■ **WHAT YOU SHOULD DO**:
Gather every line in the records that contains the word "background", matching case exactly.
□ □ □ □
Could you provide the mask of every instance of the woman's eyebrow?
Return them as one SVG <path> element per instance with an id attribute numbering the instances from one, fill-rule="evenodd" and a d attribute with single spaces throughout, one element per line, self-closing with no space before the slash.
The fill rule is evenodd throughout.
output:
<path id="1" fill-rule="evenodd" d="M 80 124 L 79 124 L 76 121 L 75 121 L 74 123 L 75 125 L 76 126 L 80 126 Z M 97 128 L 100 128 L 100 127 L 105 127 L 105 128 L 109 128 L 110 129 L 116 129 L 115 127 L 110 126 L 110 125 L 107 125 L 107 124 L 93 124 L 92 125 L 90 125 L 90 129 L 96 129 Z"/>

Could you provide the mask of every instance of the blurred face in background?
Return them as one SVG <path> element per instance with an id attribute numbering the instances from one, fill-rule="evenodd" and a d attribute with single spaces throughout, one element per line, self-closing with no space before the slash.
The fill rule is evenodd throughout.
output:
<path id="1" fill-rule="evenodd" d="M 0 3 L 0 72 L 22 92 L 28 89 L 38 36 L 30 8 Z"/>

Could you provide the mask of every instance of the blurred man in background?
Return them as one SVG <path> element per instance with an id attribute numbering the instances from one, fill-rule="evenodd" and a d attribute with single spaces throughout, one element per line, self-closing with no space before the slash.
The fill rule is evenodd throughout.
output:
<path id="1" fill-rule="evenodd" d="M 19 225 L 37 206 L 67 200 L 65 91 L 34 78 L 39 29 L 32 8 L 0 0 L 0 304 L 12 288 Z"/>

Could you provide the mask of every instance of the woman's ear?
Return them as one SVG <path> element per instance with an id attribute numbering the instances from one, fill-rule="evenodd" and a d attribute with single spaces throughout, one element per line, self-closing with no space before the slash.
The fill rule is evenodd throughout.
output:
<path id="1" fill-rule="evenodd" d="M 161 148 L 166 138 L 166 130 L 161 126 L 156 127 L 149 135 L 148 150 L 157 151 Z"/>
□ □ □ □
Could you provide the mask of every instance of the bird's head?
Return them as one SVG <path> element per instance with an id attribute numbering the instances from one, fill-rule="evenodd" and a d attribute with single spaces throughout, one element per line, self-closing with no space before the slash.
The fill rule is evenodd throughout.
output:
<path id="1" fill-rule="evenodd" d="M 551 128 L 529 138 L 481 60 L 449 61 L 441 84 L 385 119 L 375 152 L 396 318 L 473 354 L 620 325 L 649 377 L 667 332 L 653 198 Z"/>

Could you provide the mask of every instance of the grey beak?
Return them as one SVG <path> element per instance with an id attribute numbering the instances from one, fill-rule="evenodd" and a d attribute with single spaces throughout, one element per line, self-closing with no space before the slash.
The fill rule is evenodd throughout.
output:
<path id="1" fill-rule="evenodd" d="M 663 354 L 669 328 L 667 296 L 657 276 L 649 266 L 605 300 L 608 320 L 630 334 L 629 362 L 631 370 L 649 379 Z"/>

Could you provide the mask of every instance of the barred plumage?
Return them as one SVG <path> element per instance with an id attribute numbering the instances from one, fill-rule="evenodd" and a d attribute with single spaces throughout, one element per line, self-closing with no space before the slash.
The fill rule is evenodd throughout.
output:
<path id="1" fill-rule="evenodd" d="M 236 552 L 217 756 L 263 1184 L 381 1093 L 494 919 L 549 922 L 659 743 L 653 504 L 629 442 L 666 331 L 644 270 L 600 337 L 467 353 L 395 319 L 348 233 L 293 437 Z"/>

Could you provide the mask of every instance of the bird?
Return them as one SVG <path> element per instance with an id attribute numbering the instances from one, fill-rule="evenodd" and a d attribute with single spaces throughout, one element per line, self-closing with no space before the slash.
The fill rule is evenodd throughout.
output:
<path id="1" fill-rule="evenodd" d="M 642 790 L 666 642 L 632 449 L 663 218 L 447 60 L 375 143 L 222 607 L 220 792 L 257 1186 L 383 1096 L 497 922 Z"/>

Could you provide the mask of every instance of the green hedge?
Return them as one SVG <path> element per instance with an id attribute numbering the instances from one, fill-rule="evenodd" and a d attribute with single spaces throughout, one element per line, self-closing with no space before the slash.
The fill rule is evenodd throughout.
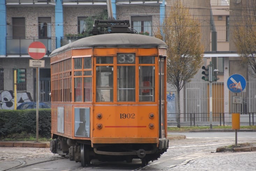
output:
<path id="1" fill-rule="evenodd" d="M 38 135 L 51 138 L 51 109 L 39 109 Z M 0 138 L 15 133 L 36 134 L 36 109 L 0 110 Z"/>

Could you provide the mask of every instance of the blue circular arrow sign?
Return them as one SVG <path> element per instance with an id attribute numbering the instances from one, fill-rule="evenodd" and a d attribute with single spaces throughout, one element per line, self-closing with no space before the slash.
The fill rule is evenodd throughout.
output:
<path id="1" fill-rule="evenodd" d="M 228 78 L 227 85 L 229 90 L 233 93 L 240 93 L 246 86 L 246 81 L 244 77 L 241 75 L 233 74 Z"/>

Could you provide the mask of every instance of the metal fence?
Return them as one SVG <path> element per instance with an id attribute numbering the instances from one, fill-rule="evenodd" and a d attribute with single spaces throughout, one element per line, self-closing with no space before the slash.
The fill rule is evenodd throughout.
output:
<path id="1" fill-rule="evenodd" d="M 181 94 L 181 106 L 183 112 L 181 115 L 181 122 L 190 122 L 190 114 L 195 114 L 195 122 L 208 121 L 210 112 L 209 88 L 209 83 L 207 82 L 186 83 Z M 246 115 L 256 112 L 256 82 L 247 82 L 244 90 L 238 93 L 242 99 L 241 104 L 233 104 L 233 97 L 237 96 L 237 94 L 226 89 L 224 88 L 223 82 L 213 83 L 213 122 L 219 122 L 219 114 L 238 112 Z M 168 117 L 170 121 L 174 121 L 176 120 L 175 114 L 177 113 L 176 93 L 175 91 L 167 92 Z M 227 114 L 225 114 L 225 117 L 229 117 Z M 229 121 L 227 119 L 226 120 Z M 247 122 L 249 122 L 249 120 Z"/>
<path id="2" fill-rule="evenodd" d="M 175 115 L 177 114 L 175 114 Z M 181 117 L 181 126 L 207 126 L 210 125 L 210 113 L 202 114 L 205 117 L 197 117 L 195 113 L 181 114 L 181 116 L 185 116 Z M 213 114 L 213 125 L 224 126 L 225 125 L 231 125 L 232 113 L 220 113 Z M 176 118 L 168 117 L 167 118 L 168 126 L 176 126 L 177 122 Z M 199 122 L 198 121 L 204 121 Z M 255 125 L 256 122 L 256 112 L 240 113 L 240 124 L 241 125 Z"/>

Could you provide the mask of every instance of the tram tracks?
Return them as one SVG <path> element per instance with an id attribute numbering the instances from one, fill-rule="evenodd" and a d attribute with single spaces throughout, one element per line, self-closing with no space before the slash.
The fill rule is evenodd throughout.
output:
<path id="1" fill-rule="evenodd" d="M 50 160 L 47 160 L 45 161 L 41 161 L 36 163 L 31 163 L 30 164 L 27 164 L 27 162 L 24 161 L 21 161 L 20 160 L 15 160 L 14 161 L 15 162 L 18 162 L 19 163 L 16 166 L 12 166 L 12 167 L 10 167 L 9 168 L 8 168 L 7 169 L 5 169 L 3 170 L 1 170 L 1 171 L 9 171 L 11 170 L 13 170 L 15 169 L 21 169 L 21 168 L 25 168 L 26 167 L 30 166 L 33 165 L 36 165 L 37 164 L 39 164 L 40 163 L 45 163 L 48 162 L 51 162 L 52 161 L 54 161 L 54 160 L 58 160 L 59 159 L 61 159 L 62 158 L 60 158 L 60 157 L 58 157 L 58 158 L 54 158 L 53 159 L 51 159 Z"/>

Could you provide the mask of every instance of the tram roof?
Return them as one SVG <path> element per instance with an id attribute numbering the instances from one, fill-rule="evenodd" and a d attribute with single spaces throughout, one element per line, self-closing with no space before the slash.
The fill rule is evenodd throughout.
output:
□ □ □ □
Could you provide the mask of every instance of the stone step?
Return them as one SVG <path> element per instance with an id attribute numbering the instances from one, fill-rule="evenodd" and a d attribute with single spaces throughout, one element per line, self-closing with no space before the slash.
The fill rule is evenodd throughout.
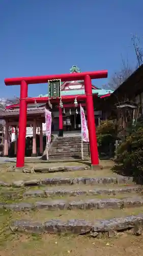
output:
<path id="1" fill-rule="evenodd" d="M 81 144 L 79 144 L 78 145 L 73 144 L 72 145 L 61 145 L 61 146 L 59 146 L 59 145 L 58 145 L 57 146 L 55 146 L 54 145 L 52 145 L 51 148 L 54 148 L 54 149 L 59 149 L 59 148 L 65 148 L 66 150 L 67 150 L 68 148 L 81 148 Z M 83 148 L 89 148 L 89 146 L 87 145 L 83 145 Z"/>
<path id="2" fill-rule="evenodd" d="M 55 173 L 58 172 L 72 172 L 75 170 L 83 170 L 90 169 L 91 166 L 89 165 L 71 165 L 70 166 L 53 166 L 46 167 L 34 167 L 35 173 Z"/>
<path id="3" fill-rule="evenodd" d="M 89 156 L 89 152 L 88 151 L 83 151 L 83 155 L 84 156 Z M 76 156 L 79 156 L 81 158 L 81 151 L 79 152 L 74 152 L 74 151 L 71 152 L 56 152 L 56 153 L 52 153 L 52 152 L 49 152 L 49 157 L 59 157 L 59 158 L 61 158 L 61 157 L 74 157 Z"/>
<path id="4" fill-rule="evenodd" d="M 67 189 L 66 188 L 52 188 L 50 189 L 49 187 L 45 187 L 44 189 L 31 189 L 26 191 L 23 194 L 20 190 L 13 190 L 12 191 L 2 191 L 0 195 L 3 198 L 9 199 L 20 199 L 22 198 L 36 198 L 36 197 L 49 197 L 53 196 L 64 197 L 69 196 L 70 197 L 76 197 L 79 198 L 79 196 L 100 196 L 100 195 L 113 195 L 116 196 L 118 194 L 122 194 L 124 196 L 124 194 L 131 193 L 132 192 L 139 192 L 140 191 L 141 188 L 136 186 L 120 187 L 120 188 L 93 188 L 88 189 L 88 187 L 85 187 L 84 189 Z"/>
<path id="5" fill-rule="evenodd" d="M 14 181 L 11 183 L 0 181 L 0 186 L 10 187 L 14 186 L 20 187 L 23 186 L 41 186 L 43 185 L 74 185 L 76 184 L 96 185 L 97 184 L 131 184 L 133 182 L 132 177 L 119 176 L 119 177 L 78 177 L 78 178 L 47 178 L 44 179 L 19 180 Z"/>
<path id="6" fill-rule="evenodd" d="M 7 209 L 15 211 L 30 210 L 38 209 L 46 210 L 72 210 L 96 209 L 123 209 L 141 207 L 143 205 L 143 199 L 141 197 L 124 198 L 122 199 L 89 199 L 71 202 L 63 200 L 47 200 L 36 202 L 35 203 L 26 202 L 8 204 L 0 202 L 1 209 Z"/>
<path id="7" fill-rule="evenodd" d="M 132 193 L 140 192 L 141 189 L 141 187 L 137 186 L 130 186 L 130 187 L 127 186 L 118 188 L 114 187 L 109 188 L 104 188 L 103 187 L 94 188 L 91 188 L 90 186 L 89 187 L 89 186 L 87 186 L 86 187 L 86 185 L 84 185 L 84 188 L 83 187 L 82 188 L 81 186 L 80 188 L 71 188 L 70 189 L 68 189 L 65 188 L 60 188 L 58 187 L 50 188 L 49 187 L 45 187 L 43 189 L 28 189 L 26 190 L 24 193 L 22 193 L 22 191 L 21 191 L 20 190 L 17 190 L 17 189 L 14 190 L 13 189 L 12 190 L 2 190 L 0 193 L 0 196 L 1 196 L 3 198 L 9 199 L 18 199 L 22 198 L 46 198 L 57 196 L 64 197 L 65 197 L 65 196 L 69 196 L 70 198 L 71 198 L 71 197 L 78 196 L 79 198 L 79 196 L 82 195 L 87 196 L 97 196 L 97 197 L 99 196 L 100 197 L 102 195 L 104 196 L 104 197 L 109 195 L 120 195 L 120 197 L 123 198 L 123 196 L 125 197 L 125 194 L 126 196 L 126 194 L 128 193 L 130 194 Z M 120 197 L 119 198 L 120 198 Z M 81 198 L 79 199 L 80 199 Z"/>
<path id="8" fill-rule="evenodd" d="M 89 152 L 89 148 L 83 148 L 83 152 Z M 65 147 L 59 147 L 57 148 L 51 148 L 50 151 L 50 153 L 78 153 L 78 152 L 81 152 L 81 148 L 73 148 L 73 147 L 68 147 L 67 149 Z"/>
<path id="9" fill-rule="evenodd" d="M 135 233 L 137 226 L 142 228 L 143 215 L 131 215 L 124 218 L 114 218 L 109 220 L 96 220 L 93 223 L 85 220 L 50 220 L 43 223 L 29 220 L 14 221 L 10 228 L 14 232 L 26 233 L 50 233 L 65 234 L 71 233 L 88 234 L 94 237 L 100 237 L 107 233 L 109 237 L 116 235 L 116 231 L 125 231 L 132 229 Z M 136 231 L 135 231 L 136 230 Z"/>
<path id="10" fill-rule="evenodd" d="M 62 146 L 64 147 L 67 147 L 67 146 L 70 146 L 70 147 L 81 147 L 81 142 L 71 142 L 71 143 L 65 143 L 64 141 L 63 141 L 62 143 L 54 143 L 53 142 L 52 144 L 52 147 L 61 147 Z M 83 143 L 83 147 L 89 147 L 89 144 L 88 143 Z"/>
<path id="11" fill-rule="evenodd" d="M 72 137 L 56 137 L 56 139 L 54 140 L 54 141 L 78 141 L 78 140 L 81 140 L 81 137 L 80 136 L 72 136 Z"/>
□ □ □ □
■ **THE OUTPUT**:
Could you provide the mask of every instance of the blurred face in background?
Could you provide the mask of every instance of the blurred man in background?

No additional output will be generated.